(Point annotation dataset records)
■ ■ ■

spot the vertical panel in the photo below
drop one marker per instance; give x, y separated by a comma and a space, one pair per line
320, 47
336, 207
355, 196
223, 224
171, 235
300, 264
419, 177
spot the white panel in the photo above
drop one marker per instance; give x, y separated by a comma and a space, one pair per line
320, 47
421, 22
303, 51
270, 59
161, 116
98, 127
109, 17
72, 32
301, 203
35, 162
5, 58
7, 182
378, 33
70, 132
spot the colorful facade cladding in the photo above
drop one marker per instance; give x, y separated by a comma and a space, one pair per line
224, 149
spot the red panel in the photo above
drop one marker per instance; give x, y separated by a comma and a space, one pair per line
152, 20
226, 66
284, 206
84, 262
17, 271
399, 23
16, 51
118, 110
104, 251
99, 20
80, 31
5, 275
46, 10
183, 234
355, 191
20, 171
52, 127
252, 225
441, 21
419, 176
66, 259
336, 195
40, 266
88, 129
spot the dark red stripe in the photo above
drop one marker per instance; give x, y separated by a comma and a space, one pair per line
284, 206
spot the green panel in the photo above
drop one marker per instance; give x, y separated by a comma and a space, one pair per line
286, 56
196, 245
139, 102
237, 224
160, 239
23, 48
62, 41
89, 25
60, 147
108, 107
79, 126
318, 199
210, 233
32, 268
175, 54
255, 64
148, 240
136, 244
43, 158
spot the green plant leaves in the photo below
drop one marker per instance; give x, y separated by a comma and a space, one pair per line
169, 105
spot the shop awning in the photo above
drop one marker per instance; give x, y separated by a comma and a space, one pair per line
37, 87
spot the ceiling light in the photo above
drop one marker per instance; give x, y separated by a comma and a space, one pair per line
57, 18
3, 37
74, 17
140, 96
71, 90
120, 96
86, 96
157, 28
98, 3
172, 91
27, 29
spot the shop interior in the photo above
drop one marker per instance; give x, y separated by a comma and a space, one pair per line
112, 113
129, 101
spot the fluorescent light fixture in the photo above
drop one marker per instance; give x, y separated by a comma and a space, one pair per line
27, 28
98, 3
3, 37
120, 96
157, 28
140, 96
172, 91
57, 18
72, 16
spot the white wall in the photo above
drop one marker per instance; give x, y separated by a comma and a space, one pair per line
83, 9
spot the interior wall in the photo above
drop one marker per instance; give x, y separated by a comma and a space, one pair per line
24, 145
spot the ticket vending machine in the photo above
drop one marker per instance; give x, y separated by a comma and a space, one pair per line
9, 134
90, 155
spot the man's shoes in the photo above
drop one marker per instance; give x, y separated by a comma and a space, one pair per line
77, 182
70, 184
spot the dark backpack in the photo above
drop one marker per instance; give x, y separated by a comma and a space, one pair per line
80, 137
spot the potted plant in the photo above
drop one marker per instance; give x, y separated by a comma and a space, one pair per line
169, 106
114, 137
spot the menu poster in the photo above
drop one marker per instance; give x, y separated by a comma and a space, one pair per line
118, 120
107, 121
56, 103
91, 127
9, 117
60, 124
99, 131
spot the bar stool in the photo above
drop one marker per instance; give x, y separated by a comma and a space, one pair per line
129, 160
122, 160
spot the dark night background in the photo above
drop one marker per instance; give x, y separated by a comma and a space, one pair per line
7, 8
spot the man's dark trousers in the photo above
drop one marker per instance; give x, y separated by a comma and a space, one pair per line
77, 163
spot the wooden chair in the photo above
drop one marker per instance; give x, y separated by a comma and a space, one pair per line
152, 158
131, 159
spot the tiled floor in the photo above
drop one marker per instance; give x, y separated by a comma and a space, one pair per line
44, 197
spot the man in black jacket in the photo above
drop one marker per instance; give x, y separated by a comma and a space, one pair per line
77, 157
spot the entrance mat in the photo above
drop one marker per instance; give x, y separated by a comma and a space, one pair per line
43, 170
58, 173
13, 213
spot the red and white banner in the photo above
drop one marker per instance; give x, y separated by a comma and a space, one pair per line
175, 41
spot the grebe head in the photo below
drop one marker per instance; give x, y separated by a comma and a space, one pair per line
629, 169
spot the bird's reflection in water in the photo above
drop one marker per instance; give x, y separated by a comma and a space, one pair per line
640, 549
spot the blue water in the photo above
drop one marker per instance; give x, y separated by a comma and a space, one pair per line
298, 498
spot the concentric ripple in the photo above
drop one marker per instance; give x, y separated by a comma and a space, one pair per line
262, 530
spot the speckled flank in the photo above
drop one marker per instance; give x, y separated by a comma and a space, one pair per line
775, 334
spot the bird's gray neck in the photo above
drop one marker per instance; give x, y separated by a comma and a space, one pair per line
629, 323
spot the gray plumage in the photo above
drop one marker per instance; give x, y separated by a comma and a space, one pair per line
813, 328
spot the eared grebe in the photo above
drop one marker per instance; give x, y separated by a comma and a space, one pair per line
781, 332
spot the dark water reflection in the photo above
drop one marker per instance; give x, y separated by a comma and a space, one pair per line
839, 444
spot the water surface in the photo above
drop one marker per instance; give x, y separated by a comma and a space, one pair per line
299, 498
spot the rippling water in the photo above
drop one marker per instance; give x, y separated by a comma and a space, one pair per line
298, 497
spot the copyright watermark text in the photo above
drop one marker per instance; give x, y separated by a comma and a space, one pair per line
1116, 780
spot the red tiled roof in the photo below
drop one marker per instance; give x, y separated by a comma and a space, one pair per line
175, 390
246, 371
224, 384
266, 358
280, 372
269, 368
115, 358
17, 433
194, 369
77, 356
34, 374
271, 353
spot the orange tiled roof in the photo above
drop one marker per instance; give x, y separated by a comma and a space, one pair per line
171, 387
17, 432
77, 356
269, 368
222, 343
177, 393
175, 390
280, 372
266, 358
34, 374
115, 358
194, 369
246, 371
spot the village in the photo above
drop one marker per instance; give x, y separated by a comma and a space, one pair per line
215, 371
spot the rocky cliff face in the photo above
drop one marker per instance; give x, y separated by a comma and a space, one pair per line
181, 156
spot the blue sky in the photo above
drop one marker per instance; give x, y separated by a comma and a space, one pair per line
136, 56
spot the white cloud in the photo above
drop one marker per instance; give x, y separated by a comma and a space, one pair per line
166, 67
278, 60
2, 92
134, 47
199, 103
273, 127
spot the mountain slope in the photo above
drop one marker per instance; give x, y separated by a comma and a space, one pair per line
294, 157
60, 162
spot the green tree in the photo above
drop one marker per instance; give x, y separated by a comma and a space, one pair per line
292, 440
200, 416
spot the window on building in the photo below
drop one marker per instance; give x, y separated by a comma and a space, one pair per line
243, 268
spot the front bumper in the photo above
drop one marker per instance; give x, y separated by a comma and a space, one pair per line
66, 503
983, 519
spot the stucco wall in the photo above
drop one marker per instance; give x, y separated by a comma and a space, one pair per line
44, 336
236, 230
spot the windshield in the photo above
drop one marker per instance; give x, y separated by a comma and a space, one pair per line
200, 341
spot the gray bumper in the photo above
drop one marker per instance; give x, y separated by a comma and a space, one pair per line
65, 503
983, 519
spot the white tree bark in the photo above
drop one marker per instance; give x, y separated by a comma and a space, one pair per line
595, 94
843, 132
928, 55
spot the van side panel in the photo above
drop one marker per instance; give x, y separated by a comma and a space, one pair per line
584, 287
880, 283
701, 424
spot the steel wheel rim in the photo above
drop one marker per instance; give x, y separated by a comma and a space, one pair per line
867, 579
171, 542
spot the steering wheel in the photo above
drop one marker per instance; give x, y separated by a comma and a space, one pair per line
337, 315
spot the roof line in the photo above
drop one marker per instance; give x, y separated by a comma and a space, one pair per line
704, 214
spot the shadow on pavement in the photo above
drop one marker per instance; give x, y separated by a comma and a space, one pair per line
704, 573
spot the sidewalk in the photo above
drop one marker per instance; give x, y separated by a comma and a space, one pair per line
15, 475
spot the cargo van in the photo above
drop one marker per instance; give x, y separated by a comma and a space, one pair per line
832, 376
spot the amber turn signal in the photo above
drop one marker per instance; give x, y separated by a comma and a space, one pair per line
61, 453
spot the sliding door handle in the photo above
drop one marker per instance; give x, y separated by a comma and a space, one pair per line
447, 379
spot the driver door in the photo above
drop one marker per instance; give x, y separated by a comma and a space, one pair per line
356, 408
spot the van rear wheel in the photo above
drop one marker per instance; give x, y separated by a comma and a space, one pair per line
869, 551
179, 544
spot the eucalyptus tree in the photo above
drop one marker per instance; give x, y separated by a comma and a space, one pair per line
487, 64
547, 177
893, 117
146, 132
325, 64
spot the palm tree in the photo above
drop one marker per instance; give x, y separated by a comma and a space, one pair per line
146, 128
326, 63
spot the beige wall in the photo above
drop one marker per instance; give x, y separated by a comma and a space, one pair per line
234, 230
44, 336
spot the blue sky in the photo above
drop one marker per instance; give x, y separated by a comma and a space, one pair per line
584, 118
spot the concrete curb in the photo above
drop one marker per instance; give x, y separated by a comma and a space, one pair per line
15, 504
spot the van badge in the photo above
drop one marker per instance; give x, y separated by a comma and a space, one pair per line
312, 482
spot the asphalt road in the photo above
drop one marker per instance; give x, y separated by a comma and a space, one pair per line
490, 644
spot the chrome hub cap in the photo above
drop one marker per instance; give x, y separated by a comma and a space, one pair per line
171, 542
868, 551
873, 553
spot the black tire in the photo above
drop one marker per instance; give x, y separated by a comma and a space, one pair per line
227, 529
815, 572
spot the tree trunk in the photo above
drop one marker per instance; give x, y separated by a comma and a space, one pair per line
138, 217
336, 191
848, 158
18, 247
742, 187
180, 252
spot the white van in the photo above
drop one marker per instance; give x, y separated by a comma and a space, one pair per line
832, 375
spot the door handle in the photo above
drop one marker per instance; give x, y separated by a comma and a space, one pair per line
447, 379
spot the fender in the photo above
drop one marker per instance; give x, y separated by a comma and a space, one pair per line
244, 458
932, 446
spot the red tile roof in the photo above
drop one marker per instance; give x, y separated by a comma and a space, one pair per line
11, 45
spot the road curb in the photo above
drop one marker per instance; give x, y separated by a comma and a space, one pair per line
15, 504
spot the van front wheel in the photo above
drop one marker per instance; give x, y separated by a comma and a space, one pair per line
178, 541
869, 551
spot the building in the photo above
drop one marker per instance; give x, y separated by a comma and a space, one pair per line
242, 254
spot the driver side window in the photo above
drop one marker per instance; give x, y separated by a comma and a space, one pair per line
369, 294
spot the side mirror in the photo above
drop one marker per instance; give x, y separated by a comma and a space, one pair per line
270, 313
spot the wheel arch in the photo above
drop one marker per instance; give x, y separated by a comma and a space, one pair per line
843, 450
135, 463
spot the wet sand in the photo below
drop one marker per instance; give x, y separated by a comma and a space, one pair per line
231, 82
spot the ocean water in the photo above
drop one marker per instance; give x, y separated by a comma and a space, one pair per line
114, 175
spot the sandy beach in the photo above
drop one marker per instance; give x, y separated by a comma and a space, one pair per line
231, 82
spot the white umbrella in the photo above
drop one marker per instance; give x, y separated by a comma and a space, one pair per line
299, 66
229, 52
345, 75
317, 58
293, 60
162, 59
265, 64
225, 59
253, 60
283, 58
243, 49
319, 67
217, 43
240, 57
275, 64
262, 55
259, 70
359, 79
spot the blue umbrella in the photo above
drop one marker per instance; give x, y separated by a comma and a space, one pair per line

■ ■ ■

◆ **Problem**
Only the lines from the one containing "spot the ocean water in the photo above" to the end of the data should be printed, exactly as they stand.

◆ **The result**
spot the ocean water in the photo above
drop one marker per instance; give x, y separated by a comma and a space, one pair per line
114, 175
spot the sandy beach in the photo above
drop one marker per instance; give x, y separated by a comma and a space, one pair per line
231, 82
spot the white umbrella in the photo above
drop one marker per instance; give x, y separated by a comma and a space, one pair per line
299, 66
229, 52
345, 75
317, 58
293, 60
162, 59
265, 64
225, 59
253, 60
283, 58
243, 49
319, 67
217, 43
240, 57
275, 64
262, 55
259, 70
359, 79
spot the blue umbrella in the photo above
drop one marker per instance; give x, y separated by a comma and a space, one pair per line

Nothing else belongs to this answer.